**Fragmento seleccionado**
* * * * * * *

I
En 1996 hubo un libro que recibió el «Premio de literatura infantil y juvenil alemana» y el «Premio al mejor libro juvenil suizo». El autor, suizo de lengua alemana, se llamaba Jürg Schubiger y había nacido en Zürich, en 1936; el libro se titulaba Cuando el mundo era joven todavía, y en español fue editado en la colección «Leer y pensar».
Cuando era joven todavía, apunta Schubiger, el mundo se llamaba paraíso. Los cuentos suelen tener final feliz. Todos sabemos que el paraíso tuvo buen principio, pero no final feliz, cumpliendo así el refrán que solía repetir mi abuela: «No quiero ver a mis hijos con buenos principios». De modo que Schubiger decidió volver a empezar:
«Cuando el mundo era joven todavía, hubo que empezar por aprender a vivir. Las estrellas se reunieron para formar figuras. Algunas ensayaron al principio una jirafa, después una palmera y luego una rosa, hasta que inventaron la Osa Mayor. Otras formaron una pequeña niña de la que surgió después Virgo. Mientras tanto otras estrellas habían formado un sagitario, un dragón, un toro o un cisne.
Las piedras lo tenían más fácil. Se volvieron duras y pesadas en el acto. Fueron las primeras cosas acabadas.
El sol comenzó a brillar, aprendió a salir y a ponerse. Cualquier otra cosa que intentara no le salía. Por ejemplo, cantaba. Pero su voz ronca asustaba al mundo entero, que aún era nuevo y sensible.

* * * * * * *

**Listado de datos**
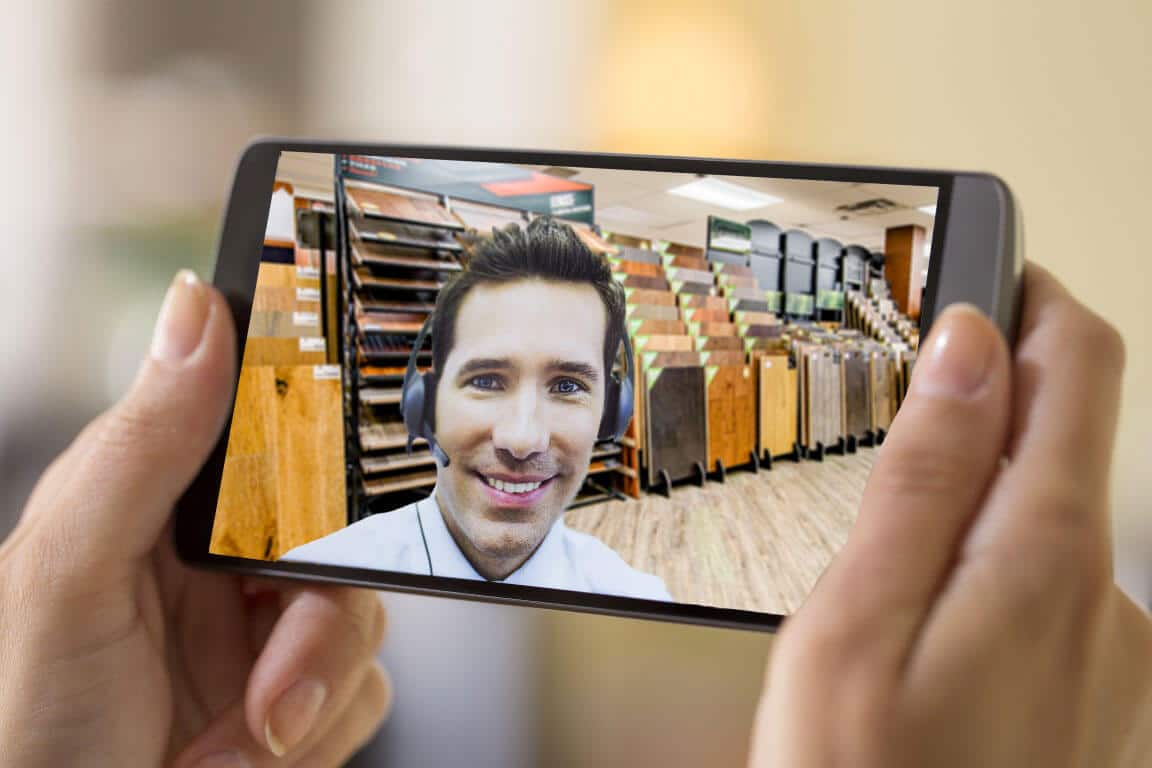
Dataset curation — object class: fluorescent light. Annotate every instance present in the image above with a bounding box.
[668,176,781,211]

* * * * * * *

**Tarea asignada 1**
Transcribe literalmente el fragmento seleccionado, comenzando con "El sol comenzó" y continuando hasta "nuevo y sensible.".
**Tarea asignada 2**
Según el fragmento seleccionado, ¿en qué ciudad y en qué año nació Jürg Schubiger?

**Respuesta correcta 1**
El sol comenzó a brillar, aprendió a salir y a ponerse. Cualquier otra cosa que intentara no le salía. Por ejemplo, cantaba. Pero su voz ronca asustaba al mundo entero, que aún era nuevo y sensible.

**Respuesta correcta 2**
En Zürich, en 1936.